** STATED TASK A **
Gather every line in the records below that contains the string "tree", matching case exactly.

START SOURCE EXTRACT

# DCC Digitrax Superchief wiring question



## Walman (Dec 18, 2011)

Layout: Just laying track now. Details: HO-scale 15' X 15' L-shaped dogbone. Single-track mainline with two small yards at opposite ends of the layout. Secondary local line down the middle of the dogbone which connects the yards and several industry spurs. Connects to the mainline at several points. Will run a Digitrax Superchief with 8amp booster. May expand the layout one day but going t finish this completely first. Using Peco Insulfrogs on all turnouts. Will use Cobalt turnout motors with DCC built in. 12g main bus and 18g feeder because I got both cheap. Will run 4-6 DCC/sound engines max at one time and have turnout motors powered but otherwise not much on the layout to draw power.

So I plan on breaking this layout into 4 districts to isolate electrical issues. Essentially I plan on two districts for the mainline and 2 for the secondary line. I plan on using just my Superchief command station and no other booster for electrical power. Was planning on using a PM42 Power Manager to manage the power, short circuit protection, and handle auto-reversing for each district. I do plan on getting around to JMRI at some point so was going to add a BDL168 for detection. I think I need at least one RX4 as well but not sure.

So what am I missing or not thinking about? Am I OK from a power perspective?

Walman


----------



## JerryH (Nov 18, 2012)

You have plenty of power. PM 42 is fine, just remember in each auto-reverse zone it is not a circuit breaker. It will switch back and forth if a short remains in that zone. The RX4 is only needed for transponder reporting if you have transponding decoders. You will need a pc interface such as a PR3 to use JMRI.


----------



## Walman (Dec 18, 2011)

OK thanks. Here is another question I have regarding what I need to wire up-front.

I want to get trains running ASAP and will scenic the railroad over time. My question is if I start with my Digitrax DCS100-PM42 combo for power, short circuit and reversal duties to get up and running how hard will it be for me to add the BDL168 in the future? I really want to do block detection and use JMRI in the long-run but can I 'easily' add them in the future? Any thoughts/tips on that? I don't want to have to change a bunch of wiring. But yes the difference in time and cost does matter to me in the short-term as I really want the kids to run some trains 

Walman


----------



## JerryH (Nov 18, 2012)

each block will have a feed from the bdl, each pm42 zone will feed1 to 4 detection sections into the bdl. if you put in the block wiring to barrier strips with jumpers near where the cards will be, then it will be easy to connect the dcs to get the trains running without the cards.


----------



## Walman (Dec 18, 2011)

Jerry:

So can you explain a bit more what the picture shows? My assumption is you have a BDL and a PM42 on your layout and that in your picture each of the 4 strips shown are connected to subdistricts 1-4 of a PM42? A lot of wires so just want to make sure I understand it.

Thank you!


----------



## JerryH (Nov 18, 2012)

I have 3 PM42s and 2 BDL168s. 1 PM42 is set for AR in the yard that is not part of this picture. The other 2 feed the BDL168s. The black wires are the zone common from the PM42s A-D & E-H. The red are the detection wires from the BDL168s 1-16 & 17-32. The yellow and blue are from the SE8C to run the tortoise motors. For DC or DCC operation without these boards you would just place jumpers across the appropriate terminals to feed all of the blocks. I initially tested the track wiring on straight DC this way.


----------

END SOURCE EXTRACT
START RECORD EXCERPTS

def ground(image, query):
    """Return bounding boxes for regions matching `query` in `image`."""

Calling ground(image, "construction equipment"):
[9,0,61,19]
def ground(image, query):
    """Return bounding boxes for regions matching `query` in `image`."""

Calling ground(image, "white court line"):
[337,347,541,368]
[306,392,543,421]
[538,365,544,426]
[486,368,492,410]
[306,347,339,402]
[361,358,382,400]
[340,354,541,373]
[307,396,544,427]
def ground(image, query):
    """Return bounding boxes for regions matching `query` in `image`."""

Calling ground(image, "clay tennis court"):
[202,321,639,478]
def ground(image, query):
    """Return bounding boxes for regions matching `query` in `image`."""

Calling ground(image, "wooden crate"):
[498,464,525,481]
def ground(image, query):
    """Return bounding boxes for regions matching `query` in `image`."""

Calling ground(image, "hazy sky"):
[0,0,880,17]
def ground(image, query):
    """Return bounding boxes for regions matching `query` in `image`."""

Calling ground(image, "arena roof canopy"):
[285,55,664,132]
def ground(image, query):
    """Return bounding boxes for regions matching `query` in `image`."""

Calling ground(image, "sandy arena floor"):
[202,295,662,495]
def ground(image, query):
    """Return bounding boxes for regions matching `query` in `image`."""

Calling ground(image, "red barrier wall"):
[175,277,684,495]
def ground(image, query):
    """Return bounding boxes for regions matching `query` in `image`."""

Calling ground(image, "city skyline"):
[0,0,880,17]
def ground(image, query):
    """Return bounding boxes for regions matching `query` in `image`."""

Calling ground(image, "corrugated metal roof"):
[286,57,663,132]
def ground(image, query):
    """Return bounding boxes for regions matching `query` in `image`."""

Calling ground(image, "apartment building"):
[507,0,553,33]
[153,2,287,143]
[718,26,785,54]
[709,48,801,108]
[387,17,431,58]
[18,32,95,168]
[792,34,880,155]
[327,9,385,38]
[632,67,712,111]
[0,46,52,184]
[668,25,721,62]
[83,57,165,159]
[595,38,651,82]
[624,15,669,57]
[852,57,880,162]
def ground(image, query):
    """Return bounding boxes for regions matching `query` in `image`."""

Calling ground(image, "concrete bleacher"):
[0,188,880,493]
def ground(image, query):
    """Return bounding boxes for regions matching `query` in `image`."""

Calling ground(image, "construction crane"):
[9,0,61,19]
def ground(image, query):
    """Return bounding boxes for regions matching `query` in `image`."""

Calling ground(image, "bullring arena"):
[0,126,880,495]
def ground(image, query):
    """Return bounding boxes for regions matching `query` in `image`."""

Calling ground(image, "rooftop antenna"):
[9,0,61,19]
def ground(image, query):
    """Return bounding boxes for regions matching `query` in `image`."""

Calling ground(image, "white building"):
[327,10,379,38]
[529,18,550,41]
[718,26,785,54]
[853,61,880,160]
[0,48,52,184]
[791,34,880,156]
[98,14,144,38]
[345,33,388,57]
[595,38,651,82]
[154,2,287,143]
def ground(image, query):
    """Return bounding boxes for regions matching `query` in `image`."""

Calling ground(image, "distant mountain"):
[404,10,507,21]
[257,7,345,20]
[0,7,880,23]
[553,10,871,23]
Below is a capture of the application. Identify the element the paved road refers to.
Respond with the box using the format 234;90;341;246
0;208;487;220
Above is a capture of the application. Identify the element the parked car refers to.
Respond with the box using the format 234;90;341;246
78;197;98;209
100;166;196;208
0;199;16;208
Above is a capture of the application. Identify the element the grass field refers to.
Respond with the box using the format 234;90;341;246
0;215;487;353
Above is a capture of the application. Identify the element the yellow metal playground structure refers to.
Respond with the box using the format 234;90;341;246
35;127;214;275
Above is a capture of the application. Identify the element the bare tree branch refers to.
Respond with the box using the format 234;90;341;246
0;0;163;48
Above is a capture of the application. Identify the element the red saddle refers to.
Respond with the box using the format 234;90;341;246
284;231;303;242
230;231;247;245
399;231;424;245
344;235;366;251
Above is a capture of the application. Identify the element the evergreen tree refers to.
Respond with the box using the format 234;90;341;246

END RECORD EXCERPTS

** STATED TASK B **
Translate this sentence from the forum thread on Digitrax Superchief wiring into Spanish: "The RX4 is only needed for transponder reporting if you have transponding decoders."

** EXERCISE RESULT A **
Above is a capture of the application. Identify the element the bare tree branch refers to.
Above is a capture of the application. Identify the element the evergreen tree refers to.

** EXERCISE RESULT B **
El RX4 solo se necesita para el reporte de transpondedores si tienes decodificadores con transpondedor.